── TEXTO FORNECIDO ──

Progresso – apenas uma frase apagada numa velha parede
José Antônio Silva

Ao observar antigas fotografias urbanas, não raramente nos deparamos com algum Restaurante Progresso, Sapataria Progresso, Açougue Progresso... Natural que assim fosse – e que assim seja – pois através de sua história o ser humano vem experimentando, consciente ou inconscientemente, o desejo de progredir, crescer, desenvolver seu negócio, melhorar de vida e de dinheiro. Me parece ainda que este espírito ficou especialmente atiçado a partir do desenvolvimentismo dos anos 50 do século passado, os famosos Anos JK, em que sob a inspiração da construção da nova capital brasileira, em pleno – e até então isolado - Planalto Central do país, uma febre de progresso e avanços em todas as áreas fez subir a autoestima nacional.

Ao mesmo tempo em que o governo impulsionava a implantação de fábricas de automóveis,em que a petróleo era nosso, em que Volta Redonda fornecia o aço para os grandes empreendimentos, afirmava-se também nosso futebol mágico e campeão mundial. A Bossa Nova magnetizava Nova York, o Cinema Novo ganhava a Palma de Ouro em Cannes e começava a consagrar a geração de Glauber Rocha, o teatro batia recordes de apresentações, questionamentos e inovações, os movimentos sociais avançavam no sonho de um país menos desigual, e assim em todas as áreas, em especial no espírito do povo brasileiro, em cada canto distante do país.

Não por acaso, surgiram papelarias, fundições, fruteiras Progresso. Mas também espalhavam-se, neste rastilho de esperança em novos tempos, as mercearias, aviários, padarias, oficinas e outros empreendimentos com o nome de Alvorada. Que replicava o mesmo sentido de Progresso, representando ambas as palavras a fé em dias melhores que começavam a raiar.

───

### OBJETIVOS
1 – Reproduza fielmente o trecho do texto sobre o nome Progresso que vai de "Ao observar antigas" até "a autoestima nacional.".
2 – Segundo o texto sobre o nome Progresso, que outro nome dado a mercearias, padarias e oficinas replicava o mesmo sentido de Progresso?

── TRECHOS DOS REGISTROS ──

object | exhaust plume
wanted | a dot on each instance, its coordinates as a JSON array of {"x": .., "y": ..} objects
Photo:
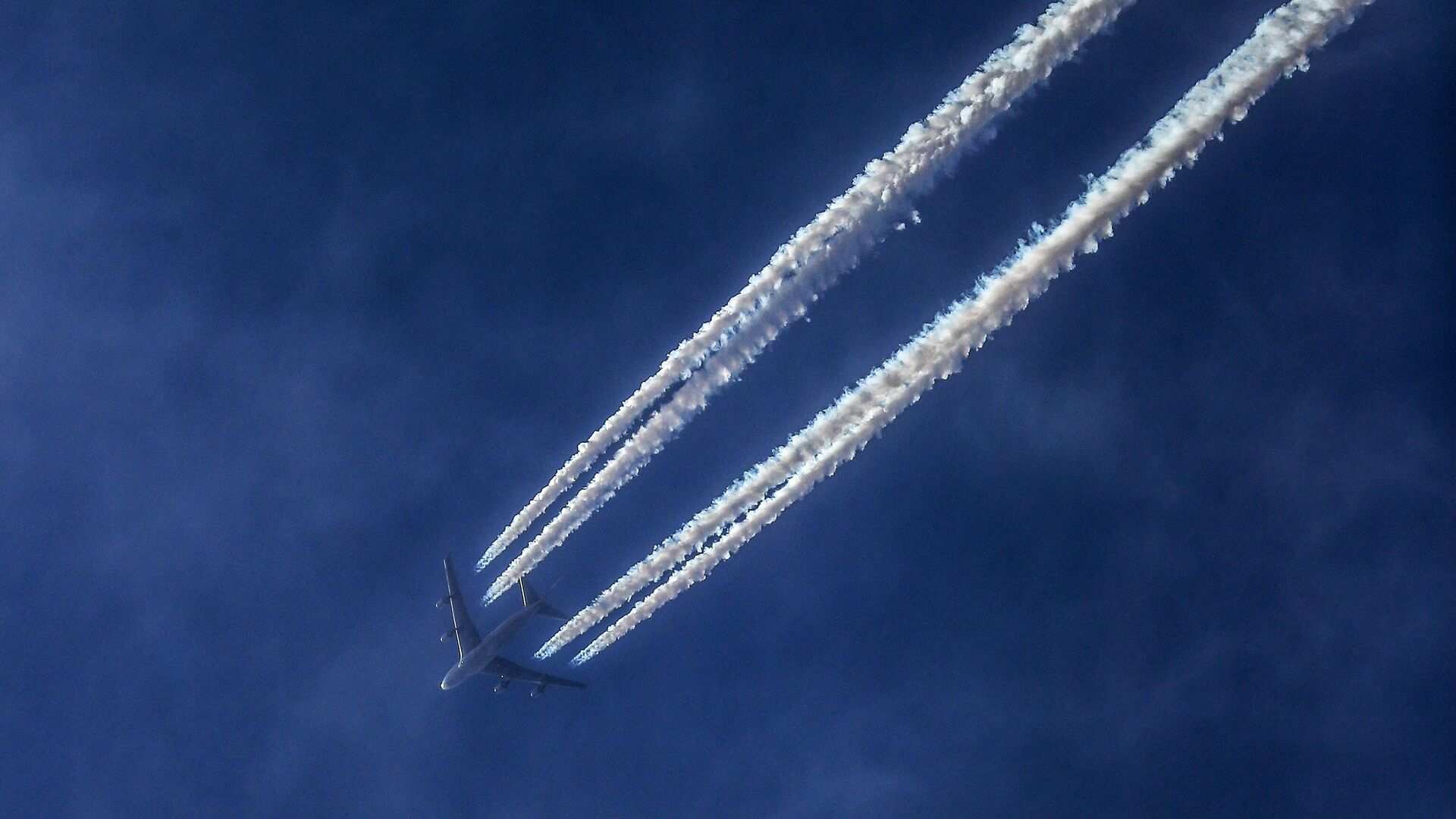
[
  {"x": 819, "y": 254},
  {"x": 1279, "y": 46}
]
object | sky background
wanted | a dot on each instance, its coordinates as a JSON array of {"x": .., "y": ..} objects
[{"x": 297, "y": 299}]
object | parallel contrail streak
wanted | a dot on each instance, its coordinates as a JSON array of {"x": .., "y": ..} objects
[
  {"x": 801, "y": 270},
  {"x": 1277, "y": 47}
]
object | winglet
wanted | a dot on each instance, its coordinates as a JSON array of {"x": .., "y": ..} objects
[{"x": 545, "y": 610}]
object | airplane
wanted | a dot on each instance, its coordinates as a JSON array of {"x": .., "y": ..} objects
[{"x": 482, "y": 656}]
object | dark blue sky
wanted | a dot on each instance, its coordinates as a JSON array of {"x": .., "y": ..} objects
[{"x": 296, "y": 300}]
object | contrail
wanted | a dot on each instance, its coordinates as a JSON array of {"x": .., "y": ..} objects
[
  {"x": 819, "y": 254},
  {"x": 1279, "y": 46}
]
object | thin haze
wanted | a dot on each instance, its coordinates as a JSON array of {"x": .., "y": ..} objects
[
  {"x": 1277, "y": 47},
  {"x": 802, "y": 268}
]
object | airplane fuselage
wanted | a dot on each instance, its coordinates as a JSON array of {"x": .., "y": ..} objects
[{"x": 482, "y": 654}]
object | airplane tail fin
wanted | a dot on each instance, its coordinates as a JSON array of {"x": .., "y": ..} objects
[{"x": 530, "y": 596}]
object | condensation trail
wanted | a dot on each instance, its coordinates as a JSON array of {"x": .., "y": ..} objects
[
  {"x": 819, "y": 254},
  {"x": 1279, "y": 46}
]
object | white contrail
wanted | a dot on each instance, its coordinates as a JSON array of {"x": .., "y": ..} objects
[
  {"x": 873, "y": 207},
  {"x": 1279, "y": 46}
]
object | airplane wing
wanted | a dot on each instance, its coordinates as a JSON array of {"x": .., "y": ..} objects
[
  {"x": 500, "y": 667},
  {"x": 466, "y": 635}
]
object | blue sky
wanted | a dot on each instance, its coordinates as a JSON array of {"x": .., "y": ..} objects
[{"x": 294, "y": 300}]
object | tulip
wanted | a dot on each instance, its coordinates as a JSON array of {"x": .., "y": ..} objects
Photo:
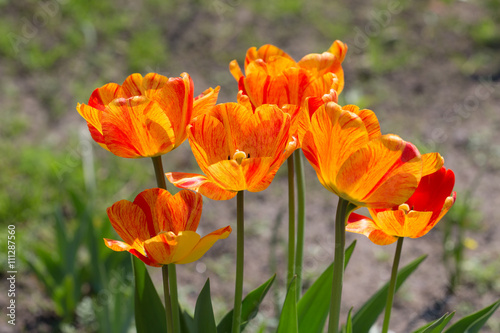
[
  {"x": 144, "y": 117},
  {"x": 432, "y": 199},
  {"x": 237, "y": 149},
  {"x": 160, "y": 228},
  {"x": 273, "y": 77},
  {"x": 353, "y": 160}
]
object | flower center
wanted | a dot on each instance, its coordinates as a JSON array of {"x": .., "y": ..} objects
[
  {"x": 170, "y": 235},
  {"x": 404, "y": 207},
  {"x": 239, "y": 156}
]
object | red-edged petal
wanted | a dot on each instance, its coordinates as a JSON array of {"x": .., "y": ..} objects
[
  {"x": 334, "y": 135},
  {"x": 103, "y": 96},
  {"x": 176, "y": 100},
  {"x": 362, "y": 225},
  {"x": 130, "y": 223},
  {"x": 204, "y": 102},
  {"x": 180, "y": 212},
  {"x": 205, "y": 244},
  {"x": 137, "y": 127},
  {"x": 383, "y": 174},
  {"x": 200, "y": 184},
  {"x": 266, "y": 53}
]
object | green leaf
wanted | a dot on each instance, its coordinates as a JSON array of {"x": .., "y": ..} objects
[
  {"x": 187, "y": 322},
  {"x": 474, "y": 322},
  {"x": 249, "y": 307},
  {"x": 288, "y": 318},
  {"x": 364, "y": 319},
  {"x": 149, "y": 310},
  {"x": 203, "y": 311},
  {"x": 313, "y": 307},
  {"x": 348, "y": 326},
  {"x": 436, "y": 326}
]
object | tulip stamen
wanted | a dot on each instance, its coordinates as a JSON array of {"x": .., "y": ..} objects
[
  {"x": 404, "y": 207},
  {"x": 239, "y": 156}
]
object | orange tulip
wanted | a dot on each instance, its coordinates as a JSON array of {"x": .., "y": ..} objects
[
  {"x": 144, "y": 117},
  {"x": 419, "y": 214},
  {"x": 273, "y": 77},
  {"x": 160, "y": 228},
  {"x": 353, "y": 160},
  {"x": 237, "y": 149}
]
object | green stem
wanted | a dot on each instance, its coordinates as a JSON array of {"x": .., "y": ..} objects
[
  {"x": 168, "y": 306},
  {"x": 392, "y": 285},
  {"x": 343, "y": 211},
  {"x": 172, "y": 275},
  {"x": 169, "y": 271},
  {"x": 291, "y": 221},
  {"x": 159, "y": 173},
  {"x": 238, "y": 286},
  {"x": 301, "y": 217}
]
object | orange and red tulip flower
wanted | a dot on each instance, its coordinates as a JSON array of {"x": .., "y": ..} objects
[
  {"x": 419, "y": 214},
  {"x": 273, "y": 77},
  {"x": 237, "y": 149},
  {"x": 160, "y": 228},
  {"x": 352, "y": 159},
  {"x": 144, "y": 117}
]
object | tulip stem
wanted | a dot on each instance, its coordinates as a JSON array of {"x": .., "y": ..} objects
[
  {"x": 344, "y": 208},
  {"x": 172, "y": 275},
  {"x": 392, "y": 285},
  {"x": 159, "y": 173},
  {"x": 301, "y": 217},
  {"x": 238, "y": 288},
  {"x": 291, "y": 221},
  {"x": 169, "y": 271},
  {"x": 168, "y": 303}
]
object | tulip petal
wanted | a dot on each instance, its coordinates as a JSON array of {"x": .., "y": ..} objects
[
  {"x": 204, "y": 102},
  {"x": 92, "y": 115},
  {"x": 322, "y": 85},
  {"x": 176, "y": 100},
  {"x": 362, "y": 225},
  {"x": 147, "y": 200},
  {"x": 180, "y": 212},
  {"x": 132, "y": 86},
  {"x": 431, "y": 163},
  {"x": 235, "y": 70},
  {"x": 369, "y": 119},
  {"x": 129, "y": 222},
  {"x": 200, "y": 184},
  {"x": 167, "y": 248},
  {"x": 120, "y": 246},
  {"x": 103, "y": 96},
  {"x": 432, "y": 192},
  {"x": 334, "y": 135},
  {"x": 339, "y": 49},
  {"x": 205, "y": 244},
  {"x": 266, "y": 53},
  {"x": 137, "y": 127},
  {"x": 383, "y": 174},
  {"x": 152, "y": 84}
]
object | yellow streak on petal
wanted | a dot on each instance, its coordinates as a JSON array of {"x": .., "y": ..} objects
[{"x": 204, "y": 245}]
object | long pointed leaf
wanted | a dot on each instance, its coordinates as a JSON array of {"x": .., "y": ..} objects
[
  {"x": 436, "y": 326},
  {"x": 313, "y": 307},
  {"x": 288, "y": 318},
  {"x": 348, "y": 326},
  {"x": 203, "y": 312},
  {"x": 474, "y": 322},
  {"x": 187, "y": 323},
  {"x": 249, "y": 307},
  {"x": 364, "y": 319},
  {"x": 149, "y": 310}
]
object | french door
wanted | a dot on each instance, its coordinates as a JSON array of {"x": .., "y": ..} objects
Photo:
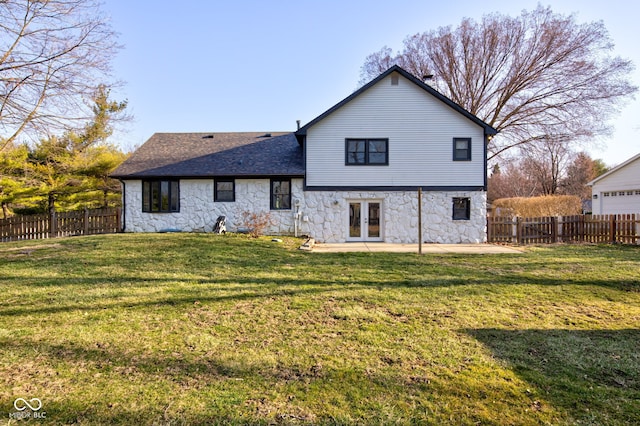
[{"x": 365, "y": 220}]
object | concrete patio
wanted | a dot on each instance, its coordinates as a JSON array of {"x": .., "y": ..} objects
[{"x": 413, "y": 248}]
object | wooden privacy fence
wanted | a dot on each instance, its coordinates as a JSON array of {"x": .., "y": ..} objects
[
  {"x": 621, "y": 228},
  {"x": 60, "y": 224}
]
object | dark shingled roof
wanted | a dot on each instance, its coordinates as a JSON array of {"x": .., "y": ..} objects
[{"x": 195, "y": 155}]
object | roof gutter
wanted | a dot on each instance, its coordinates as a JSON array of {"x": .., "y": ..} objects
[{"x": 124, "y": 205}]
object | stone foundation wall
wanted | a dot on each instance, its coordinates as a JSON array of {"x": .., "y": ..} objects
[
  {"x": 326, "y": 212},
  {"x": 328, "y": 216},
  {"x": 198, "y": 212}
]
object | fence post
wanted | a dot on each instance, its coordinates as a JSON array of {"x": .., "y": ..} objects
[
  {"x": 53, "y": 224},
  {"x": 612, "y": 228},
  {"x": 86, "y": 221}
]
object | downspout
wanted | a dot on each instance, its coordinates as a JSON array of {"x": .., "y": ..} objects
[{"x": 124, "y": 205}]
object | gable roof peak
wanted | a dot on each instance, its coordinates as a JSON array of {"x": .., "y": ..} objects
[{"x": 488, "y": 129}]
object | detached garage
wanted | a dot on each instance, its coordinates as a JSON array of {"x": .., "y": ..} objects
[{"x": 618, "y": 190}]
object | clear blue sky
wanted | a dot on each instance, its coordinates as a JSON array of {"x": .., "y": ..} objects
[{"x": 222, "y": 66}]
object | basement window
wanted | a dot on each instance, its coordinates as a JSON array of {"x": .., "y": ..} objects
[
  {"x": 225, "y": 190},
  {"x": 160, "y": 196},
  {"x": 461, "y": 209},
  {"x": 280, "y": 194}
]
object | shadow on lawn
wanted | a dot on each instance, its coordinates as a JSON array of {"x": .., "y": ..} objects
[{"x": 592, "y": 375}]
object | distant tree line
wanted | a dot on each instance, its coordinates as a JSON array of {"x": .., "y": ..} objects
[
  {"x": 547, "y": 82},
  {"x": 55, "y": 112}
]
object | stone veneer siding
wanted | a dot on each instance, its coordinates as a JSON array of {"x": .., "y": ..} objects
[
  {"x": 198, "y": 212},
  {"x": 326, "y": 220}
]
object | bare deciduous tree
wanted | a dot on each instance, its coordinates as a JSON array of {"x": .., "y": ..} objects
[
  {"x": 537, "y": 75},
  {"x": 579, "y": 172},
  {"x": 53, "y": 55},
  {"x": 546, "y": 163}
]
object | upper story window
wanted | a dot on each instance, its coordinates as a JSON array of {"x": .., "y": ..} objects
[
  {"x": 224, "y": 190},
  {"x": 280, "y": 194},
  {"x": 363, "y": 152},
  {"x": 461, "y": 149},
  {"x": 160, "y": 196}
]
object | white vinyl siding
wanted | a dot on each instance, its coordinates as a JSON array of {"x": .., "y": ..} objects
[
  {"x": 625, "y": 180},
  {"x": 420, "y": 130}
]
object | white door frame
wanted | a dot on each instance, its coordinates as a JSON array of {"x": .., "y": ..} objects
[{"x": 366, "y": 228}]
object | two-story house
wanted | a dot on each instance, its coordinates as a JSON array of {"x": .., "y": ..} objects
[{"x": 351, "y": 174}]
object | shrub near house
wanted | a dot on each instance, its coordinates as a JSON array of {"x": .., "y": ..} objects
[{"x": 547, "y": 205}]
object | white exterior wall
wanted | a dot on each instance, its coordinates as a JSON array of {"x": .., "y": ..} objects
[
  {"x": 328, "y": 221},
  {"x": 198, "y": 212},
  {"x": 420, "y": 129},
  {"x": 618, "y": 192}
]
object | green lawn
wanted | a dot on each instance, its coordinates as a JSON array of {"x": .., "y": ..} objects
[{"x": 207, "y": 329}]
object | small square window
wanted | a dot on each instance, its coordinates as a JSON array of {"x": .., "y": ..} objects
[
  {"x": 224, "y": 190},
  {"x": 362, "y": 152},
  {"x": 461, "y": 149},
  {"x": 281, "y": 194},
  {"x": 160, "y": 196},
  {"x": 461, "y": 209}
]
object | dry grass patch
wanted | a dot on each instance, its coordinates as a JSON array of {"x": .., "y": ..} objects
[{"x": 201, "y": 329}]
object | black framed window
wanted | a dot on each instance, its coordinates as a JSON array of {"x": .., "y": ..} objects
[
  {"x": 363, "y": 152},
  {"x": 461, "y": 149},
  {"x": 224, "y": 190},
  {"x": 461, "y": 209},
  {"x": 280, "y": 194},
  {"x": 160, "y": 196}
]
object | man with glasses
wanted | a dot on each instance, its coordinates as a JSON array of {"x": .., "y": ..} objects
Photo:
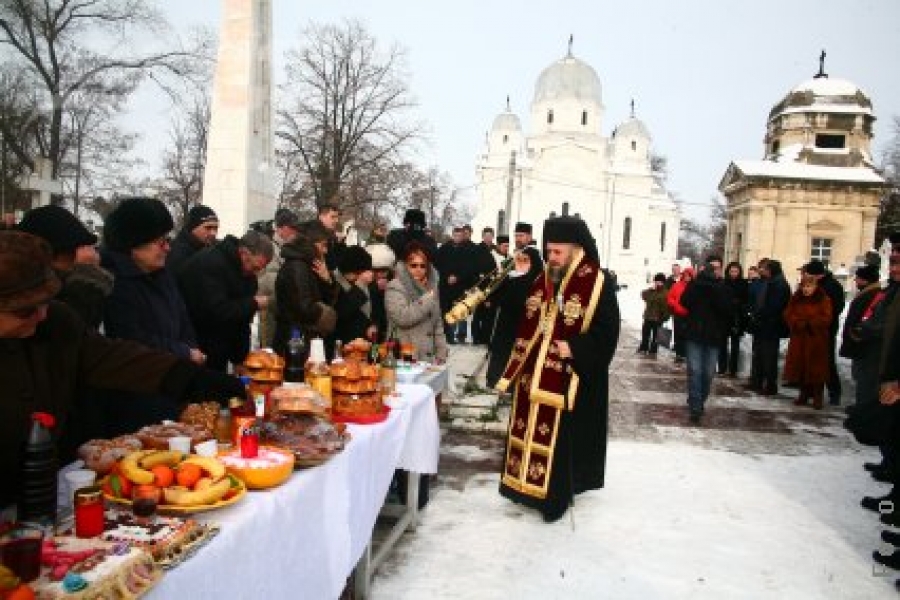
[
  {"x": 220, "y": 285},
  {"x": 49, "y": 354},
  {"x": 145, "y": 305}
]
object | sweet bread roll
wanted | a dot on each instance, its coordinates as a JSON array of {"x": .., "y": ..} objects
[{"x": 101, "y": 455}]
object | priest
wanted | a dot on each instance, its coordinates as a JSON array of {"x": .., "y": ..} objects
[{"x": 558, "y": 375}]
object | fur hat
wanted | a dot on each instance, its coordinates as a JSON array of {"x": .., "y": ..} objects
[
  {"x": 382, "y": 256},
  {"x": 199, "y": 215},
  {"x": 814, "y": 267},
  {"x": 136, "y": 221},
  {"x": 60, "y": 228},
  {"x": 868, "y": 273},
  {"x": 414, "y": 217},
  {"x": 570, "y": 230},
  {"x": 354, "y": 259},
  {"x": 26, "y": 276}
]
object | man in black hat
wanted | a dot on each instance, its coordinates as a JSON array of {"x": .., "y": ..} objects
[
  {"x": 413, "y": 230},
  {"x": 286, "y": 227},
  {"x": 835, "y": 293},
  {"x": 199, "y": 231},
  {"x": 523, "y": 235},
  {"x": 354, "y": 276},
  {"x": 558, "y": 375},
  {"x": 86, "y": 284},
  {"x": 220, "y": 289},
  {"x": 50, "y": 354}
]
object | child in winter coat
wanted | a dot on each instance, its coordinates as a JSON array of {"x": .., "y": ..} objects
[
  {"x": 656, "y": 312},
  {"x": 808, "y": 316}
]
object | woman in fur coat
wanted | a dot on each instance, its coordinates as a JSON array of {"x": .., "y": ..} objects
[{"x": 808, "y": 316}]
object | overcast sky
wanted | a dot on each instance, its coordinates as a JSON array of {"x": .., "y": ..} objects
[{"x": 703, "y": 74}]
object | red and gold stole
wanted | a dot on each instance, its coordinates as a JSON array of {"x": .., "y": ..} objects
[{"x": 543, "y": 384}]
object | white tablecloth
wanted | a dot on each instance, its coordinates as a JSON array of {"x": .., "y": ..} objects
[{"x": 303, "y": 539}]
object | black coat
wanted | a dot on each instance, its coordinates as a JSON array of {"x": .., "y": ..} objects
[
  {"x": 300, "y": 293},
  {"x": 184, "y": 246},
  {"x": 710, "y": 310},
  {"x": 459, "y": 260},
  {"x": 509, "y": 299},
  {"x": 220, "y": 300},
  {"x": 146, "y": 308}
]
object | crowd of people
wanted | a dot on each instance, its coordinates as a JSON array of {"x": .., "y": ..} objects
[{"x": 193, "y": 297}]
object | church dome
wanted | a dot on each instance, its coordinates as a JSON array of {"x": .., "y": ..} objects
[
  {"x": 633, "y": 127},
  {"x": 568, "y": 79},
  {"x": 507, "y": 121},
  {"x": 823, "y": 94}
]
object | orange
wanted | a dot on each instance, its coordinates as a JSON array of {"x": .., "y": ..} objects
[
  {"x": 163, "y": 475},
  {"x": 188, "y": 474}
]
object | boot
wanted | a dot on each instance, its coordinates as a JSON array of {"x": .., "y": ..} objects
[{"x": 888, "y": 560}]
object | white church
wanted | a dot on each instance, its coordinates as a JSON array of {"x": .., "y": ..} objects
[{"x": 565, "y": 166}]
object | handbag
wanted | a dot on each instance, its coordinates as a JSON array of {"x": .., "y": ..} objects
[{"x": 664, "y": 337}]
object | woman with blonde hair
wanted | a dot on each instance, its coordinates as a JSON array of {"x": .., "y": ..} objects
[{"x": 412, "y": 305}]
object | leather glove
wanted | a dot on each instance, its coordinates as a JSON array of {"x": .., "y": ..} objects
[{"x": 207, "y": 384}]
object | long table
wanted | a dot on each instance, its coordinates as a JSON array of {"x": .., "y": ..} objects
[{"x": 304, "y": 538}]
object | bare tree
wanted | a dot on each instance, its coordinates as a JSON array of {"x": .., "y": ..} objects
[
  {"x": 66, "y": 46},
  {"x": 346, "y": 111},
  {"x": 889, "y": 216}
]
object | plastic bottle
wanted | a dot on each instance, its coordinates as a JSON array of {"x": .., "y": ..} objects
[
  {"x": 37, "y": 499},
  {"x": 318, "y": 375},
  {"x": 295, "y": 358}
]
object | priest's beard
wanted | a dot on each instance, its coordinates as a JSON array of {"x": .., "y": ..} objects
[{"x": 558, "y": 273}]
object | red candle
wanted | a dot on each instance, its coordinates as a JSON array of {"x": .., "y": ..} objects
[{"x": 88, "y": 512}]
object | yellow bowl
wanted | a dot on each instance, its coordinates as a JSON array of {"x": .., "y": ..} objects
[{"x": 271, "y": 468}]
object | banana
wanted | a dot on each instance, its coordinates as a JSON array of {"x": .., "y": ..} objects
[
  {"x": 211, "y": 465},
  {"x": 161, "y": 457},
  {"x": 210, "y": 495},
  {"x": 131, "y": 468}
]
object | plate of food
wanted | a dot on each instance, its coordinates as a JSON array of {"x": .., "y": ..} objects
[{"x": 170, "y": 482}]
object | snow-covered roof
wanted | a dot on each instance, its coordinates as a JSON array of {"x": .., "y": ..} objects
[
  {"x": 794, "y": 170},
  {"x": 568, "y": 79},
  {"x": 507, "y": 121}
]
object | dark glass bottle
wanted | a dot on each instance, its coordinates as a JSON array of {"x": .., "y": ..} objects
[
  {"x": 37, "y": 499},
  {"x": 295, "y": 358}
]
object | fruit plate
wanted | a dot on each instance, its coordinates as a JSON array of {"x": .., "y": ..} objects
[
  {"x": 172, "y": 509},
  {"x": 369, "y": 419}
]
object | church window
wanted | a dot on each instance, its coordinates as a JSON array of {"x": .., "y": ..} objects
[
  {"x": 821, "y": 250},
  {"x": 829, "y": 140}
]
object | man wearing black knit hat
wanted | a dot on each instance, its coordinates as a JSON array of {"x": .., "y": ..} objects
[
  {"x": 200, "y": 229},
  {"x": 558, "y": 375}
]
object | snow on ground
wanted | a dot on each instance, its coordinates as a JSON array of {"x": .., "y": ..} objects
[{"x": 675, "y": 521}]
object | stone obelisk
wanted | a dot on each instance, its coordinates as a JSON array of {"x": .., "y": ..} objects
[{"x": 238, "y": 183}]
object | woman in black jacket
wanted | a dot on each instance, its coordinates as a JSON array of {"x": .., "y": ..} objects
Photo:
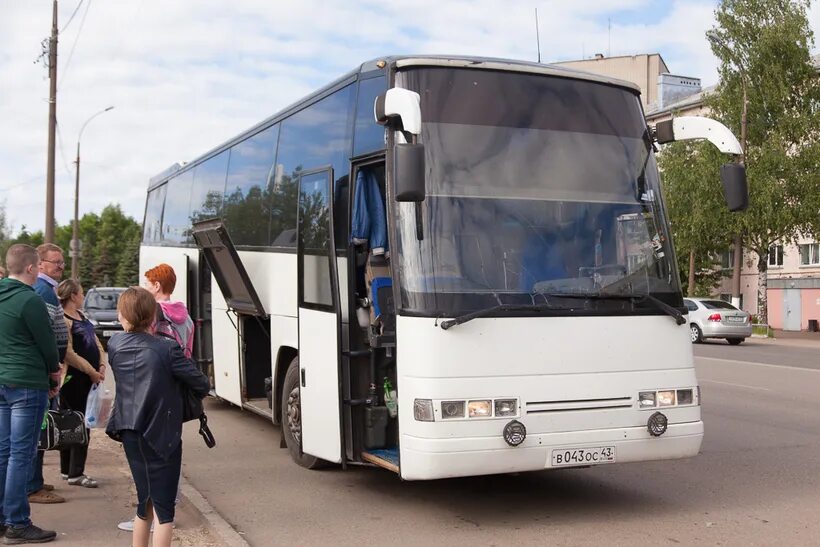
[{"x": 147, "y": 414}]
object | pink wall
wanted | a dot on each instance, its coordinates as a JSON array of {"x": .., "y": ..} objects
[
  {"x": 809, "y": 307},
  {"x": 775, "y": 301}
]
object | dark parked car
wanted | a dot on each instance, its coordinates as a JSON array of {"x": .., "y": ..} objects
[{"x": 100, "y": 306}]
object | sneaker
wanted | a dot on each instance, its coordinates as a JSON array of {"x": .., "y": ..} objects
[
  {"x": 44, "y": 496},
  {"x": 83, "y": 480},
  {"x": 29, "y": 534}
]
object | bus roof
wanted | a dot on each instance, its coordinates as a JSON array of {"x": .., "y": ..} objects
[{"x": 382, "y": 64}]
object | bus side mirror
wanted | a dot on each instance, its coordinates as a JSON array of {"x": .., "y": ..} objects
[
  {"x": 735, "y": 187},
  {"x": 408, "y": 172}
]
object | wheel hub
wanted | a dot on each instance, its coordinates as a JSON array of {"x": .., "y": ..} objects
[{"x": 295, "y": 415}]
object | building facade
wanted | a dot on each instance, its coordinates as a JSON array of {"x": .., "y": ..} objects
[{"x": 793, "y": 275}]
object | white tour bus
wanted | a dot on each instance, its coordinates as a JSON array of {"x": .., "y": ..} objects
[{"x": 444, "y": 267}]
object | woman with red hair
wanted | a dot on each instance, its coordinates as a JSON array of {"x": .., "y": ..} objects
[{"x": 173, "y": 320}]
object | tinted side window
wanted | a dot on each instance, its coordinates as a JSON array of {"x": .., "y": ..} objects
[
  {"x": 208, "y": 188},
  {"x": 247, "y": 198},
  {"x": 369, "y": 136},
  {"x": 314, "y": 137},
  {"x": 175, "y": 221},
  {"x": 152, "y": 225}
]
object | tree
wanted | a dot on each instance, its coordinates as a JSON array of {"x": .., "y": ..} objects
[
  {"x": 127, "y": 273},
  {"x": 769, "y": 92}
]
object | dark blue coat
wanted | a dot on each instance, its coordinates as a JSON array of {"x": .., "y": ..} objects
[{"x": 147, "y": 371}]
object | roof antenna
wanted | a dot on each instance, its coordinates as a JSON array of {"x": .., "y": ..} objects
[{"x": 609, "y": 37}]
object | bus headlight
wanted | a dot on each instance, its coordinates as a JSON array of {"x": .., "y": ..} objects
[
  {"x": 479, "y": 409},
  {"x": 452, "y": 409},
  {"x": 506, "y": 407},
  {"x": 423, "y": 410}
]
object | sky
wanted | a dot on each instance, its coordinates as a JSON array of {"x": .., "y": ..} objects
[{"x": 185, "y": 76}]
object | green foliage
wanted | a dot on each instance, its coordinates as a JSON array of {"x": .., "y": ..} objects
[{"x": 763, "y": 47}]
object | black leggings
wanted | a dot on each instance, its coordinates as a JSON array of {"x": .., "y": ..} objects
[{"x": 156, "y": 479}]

───

### RESPOSTAS ÀS TAREFAS
1 –
Ao observar antigas fotografias urbanas, não raramente nos deparamos com algum Restaurante Progresso, Sapataria Progresso, Açougue Progresso... Natural que assim fosse – e que assim seja – pois através de sua história o ser humano vem experimentando, consciente ou inconscientemente, o desejo de progredir, crescer, desenvolver seu negócio, melhorar de vida e de dinheiro. Me parece ainda que este espírito ficou especialmente atiçado a partir do desenvolvimentismo dos anos 50 do século passado, os famosos Anos JK, em que sob a inspiração da construção da nova capital brasileira, em pleno – e até então isolado - Planalto Central do país, uma febre de progresso e avanços em todas as áreas fez subir a autoestima nacional.

2 – Alvorada.